Given instruction:
Rewrite every row below, replacing "locator" with "detector" wherever it occurs and leaving everything else unchanged.

Supplied material:
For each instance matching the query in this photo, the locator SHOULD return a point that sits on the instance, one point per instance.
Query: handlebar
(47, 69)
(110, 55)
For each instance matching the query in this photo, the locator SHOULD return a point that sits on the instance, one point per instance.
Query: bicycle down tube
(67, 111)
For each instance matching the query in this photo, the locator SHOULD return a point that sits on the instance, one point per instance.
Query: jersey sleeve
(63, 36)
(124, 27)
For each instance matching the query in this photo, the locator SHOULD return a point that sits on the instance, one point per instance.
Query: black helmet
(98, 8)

Reply:
For each instance matching the query in this photo, the detector SHOULD return a point that sits on the instance, one point per instance.
Query: handlebar
(47, 69)
(110, 55)
For each instance matching the query in this photo, the detector SHOULD return a point that sits on the instance, one point per instance.
Query: bicycle down tube
(67, 111)
For each instance matching the query in this photo, the detector SHOULD return a point that sits on the instance, one point per instance.
Query: jersey sleeve
(63, 36)
(124, 27)
For each instance matching the query in this photo, the detector SHOULD return a point that sits on the instance, one point per instance.
Query: black helmet
(98, 8)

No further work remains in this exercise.